→ Pedido de trabalho A
Traduza para o inglês a seguinte frase do texto extraído: "Scrum é um framework de regras e um passo a passo prático para que equipes consigam desenvolver produtos conforme a metodologia ágil."
→ Pedido de trabalho B
Responda às perguntas abaixo com base no texto extraído.
(i) Segundo o texto, o que dá as diretrizes e todo o mindset para uma equipe incorporar seus valores?
(ii) Que expressão, entre aspas, descreve as diretrizes complementares e práticas dadas pelo Scrum?
(iii) Em que ano o Scrum apareceu pela primeira vez?

→ Texto extraído
Scrum é um framework de regras e um passo a passo prático para que equipes consigam desenvolver produtos conforme a metodologia ágil. Enquanto o Agile Manifesto dá as diretrizes e todo o mindset para uma equipe incorporar seus valores, o Scrum é o framework mais utilizado pelas empresas nos dias atuais, visando aplicar o Agile na prática.
Por ser um framework ágil, engloba regras e métodos que seguem essa metodologia, dando a ela diretrizes complementares e práticas – o “como fazer” – sendo fácil perceber por que algumas regras são como são.
Como surgiu o Scrum?
Contextualizando seu surgimento, o Scrum apareceu pela primeira vez em 1986 no artigo “The New New Product Development Game” produzido por Hirotaka Takeuchi e Ikujiro Nonaka, e publicado pela The Harvard Business Review. O nome, que traduzido para português fica algo como “O Novo Jogo de Desenvolvimento de Novos Produtos”, foi uma sacada proposital dos autores para apresentar uma nova forma de gerenciamento de produto inspirada na estratégia do jogo Rugby.

→ Linhas listadas
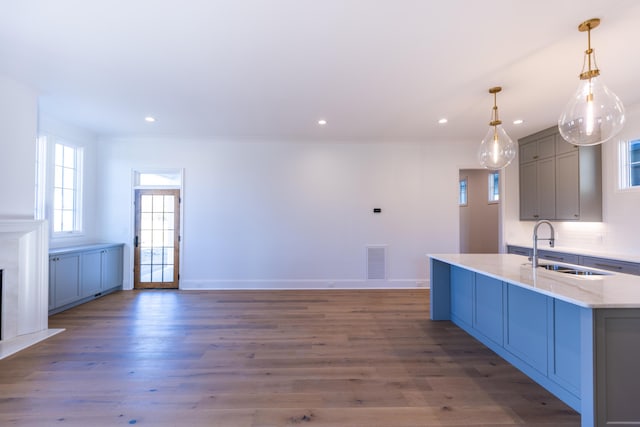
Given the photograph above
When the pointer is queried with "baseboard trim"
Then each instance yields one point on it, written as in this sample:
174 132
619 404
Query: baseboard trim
302 284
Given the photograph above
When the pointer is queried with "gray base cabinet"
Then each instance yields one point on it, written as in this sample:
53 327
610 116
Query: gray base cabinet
80 274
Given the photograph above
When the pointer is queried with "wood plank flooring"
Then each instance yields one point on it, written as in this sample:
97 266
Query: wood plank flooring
266 358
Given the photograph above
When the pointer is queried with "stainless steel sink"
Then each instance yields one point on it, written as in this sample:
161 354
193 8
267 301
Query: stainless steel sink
573 270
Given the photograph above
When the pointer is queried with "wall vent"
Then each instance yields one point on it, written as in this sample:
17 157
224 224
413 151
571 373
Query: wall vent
376 262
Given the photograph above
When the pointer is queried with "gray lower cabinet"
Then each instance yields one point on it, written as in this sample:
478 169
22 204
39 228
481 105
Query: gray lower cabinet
64 279
80 274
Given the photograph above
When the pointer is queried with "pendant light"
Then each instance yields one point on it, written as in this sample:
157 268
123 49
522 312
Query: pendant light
497 150
594 114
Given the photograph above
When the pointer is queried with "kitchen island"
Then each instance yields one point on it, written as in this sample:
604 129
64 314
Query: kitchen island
576 335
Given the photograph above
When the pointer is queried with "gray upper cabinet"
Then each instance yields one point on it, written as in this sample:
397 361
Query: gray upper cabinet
82 273
559 181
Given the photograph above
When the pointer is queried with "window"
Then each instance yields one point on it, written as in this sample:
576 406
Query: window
630 164
494 187
67 189
462 198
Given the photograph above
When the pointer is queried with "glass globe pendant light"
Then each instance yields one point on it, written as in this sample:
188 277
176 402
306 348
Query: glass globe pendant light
497 150
594 114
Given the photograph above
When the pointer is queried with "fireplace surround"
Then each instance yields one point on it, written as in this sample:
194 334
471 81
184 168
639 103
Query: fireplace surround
25 290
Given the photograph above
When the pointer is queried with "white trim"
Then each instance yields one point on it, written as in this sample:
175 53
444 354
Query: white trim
128 279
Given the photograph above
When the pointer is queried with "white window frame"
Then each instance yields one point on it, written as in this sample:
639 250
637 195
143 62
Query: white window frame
46 181
625 164
492 188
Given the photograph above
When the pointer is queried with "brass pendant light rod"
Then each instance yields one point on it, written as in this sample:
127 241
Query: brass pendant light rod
495 121
587 26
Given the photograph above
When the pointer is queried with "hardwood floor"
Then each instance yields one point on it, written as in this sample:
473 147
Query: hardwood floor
266 358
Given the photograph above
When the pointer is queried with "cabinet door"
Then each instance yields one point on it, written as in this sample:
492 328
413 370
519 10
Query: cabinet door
66 279
462 296
488 304
526 320
528 152
529 191
568 186
563 146
546 188
91 283
111 268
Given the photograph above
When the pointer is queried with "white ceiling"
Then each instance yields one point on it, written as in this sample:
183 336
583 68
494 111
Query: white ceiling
269 69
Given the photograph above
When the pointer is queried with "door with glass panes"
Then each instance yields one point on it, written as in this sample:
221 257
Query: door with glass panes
157 237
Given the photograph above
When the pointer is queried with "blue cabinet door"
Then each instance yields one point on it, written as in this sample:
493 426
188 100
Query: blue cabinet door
488 316
462 296
564 359
525 324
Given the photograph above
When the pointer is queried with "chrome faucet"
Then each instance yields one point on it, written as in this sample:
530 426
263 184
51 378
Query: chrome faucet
551 239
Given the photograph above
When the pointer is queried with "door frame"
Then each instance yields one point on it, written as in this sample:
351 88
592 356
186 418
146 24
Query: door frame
501 209
174 284
135 185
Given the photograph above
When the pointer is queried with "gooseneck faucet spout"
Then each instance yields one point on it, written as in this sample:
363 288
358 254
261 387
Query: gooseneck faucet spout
551 239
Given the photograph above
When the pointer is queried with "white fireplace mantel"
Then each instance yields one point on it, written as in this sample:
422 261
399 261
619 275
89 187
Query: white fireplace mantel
25 284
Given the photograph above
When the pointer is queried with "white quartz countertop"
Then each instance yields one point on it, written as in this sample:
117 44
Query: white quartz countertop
614 290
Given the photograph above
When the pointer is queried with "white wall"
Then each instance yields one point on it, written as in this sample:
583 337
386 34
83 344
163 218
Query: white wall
81 138
616 236
296 214
18 127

→ Resposta esperada A
Scrum is a framework of rules and a practical step-by-step guide so that teams can develop products according to the agile methodology.

→ Resposta esperada B
(i) O Agile Manifesto.
(ii) "como fazer".
(iii) Em 1986.